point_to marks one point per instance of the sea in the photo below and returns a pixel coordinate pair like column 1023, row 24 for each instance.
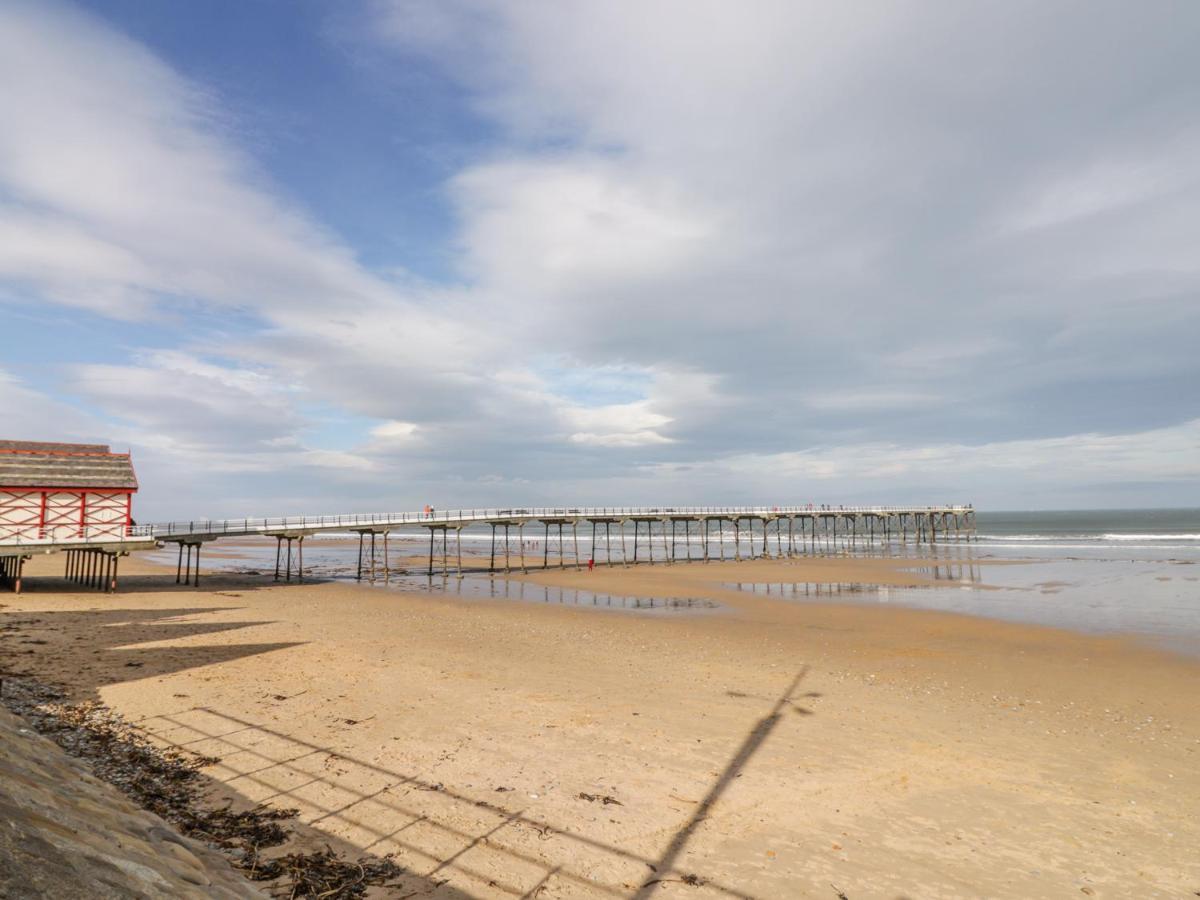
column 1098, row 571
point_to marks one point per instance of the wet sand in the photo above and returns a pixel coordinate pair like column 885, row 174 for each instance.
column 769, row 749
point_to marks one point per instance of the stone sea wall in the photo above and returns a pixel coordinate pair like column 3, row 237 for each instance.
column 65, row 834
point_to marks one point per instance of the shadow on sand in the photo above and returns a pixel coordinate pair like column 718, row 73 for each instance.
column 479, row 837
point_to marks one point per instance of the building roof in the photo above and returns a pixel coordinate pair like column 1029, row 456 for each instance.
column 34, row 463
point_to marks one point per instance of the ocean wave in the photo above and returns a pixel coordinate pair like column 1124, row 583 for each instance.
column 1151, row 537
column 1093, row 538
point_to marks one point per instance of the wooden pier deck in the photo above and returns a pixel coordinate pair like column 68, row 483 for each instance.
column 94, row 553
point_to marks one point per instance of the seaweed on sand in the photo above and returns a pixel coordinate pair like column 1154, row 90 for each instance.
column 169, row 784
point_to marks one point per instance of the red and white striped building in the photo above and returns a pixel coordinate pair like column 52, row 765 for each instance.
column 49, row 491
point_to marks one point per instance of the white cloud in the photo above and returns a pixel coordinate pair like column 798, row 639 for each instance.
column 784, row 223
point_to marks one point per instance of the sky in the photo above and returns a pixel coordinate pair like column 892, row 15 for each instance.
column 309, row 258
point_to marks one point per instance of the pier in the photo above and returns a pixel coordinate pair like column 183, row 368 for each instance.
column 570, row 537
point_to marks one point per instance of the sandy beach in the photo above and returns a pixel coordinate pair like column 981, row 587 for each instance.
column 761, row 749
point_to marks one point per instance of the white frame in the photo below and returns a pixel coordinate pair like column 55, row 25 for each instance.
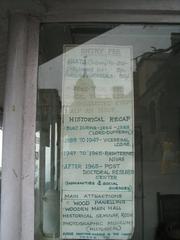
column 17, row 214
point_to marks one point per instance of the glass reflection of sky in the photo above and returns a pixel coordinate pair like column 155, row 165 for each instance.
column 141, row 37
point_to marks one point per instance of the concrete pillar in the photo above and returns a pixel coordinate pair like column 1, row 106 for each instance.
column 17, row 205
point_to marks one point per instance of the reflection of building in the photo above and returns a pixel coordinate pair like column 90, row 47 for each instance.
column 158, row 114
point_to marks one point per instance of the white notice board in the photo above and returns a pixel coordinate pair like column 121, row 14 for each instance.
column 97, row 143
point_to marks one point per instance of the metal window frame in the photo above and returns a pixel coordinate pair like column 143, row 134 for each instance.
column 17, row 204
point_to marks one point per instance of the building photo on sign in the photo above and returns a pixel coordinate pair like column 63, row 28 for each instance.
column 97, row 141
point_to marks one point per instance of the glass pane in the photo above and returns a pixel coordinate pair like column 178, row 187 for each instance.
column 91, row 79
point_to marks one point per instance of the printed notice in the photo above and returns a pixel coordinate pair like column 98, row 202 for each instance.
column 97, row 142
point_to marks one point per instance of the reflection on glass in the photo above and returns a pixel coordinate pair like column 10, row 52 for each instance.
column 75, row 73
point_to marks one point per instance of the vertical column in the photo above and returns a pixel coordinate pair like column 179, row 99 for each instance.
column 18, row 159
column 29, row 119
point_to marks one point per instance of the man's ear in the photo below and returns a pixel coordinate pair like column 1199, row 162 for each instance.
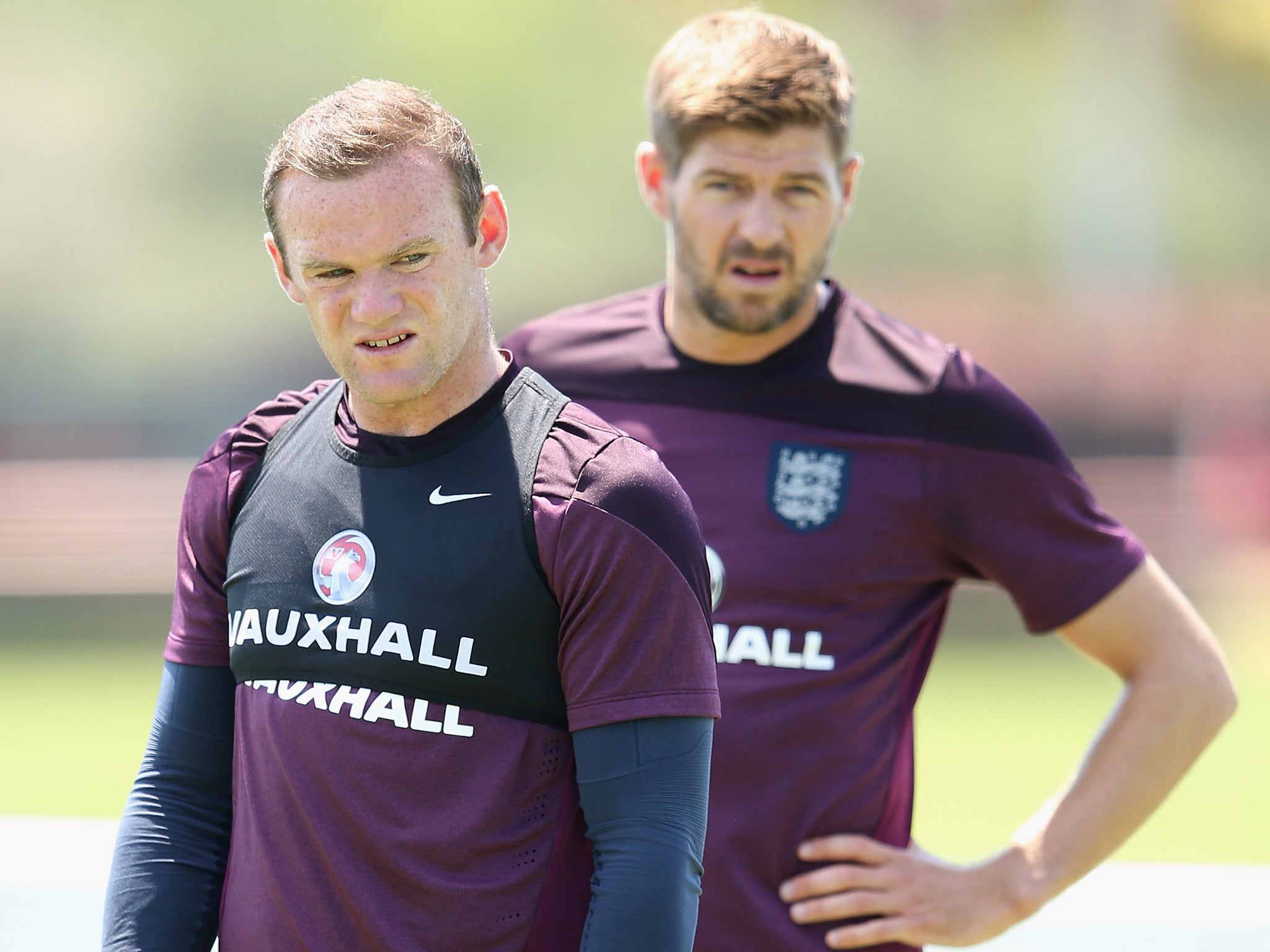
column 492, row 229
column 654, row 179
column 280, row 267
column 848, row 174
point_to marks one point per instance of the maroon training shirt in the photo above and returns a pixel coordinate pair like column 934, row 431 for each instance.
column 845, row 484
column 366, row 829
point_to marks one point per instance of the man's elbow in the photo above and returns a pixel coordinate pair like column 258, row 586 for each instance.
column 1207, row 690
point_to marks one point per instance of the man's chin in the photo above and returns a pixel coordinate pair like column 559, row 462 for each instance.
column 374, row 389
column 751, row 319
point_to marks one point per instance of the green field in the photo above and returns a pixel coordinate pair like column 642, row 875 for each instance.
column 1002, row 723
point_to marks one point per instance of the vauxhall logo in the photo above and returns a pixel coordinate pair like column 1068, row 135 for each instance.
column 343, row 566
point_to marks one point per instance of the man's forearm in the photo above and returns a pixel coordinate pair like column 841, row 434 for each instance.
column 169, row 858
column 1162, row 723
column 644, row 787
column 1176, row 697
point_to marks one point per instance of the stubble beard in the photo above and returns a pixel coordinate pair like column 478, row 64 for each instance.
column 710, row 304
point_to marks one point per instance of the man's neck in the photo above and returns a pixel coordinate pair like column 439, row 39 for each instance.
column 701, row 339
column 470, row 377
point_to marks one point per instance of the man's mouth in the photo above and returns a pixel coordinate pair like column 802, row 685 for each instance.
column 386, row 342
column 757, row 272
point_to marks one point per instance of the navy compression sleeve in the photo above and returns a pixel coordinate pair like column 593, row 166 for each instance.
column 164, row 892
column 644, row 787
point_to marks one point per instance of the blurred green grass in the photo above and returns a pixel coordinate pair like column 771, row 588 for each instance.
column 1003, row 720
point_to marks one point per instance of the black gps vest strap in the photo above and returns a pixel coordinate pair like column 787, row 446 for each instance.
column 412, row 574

*****

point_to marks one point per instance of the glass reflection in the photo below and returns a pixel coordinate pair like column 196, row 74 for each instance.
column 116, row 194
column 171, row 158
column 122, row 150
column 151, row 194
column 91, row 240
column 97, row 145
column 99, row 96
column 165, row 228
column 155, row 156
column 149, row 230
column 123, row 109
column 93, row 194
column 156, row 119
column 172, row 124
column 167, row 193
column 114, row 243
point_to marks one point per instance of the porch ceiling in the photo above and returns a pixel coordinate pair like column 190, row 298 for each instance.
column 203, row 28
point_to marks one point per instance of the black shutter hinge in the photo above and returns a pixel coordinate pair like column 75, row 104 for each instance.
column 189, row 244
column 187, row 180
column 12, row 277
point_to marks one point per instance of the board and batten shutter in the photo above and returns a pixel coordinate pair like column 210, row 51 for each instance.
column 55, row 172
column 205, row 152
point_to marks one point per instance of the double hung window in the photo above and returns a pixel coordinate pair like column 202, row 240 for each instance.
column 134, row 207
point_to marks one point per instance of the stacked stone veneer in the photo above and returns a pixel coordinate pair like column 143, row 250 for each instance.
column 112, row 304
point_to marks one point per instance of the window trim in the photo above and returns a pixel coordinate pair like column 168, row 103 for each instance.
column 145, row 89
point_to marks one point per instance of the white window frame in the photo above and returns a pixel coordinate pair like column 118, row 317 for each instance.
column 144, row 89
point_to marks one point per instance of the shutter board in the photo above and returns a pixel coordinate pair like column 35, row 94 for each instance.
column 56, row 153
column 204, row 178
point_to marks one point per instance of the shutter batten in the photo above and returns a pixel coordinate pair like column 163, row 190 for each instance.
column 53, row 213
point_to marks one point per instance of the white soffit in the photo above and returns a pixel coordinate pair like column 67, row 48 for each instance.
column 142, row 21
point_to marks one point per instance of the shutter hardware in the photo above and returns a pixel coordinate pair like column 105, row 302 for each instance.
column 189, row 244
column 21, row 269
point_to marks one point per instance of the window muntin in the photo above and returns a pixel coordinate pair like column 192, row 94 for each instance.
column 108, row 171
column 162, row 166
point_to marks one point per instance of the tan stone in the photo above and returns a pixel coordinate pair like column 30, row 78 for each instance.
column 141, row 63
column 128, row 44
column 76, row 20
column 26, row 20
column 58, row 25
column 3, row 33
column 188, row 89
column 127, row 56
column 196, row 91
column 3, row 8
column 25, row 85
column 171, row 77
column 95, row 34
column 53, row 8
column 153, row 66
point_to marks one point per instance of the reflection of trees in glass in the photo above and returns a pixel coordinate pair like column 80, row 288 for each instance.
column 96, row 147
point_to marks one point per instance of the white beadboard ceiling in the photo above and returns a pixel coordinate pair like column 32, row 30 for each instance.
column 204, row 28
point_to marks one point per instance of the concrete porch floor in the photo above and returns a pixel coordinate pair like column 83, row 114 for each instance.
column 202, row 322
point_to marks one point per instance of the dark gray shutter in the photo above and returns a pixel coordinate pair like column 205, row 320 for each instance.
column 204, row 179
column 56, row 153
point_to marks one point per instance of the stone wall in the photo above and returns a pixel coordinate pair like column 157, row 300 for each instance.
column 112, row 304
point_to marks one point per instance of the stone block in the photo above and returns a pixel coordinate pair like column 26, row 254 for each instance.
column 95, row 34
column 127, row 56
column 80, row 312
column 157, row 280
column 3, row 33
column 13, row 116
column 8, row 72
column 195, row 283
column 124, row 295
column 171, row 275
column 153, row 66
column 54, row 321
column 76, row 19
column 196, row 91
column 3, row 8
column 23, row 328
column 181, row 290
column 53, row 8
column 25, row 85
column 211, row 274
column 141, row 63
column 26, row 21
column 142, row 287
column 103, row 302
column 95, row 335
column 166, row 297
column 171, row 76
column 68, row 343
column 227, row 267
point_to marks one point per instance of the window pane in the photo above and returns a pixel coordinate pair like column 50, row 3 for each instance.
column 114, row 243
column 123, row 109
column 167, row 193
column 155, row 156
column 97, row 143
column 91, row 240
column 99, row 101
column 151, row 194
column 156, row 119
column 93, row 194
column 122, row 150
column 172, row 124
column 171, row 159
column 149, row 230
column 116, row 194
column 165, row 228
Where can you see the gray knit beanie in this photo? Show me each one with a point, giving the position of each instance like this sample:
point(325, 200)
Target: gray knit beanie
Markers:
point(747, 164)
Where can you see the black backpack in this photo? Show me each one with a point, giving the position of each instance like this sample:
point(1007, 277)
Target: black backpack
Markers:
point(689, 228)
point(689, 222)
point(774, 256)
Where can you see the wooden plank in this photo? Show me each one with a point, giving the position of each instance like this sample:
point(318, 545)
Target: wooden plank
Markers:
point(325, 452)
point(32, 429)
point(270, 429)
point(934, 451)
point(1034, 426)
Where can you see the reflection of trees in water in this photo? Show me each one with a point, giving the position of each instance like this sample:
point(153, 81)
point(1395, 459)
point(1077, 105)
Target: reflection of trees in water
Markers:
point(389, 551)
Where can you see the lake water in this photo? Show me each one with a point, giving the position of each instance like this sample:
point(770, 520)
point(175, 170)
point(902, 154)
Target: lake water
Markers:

*****

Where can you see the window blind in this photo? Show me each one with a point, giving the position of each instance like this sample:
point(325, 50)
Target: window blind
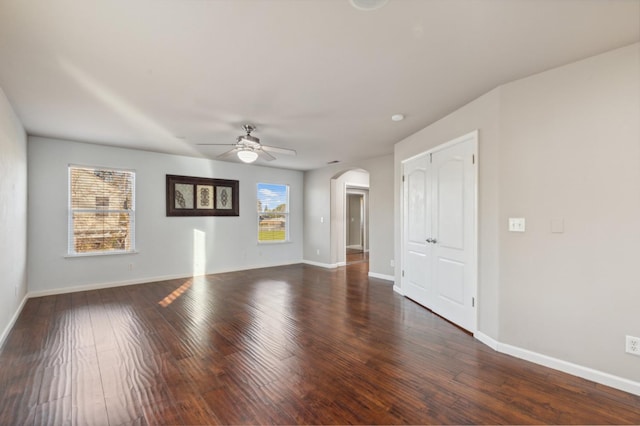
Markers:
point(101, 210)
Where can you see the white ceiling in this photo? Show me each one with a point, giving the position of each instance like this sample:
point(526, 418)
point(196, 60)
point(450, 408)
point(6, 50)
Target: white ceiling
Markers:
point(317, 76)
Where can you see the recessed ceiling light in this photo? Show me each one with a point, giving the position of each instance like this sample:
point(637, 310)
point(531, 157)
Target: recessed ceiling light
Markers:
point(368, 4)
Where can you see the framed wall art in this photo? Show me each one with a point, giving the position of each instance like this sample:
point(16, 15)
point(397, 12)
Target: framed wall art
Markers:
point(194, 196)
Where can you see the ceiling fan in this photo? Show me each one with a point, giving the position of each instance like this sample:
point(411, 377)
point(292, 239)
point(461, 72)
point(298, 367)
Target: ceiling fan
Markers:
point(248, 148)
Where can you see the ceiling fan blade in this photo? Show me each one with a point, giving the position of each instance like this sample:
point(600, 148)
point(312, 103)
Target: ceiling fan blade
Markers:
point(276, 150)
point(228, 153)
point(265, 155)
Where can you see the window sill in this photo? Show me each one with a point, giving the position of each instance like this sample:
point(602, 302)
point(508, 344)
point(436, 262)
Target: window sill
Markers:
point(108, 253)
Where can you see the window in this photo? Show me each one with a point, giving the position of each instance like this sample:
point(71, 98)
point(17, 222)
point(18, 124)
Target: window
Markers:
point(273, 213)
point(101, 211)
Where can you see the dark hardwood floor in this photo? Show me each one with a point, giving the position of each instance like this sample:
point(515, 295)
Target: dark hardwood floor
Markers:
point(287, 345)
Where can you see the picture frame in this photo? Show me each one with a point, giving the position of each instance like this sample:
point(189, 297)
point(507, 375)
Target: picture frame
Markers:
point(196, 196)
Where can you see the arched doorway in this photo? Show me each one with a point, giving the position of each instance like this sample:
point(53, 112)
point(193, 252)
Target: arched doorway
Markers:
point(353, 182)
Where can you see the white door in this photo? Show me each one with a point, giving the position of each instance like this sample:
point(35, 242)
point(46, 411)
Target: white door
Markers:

*****

Task instructions
Reproduce the stretch of the data from the line containing "Where can you see the window sill" through the line containing "point(108, 253)", both lines included, with every line unchanged.

Expected output
Where can you see the window sill in this photo? Show me each one with a point, giving the position of each instance like this sample:
point(602, 302)
point(508, 344)
point(436, 262)
Target: window sill
Markers:
point(108, 253)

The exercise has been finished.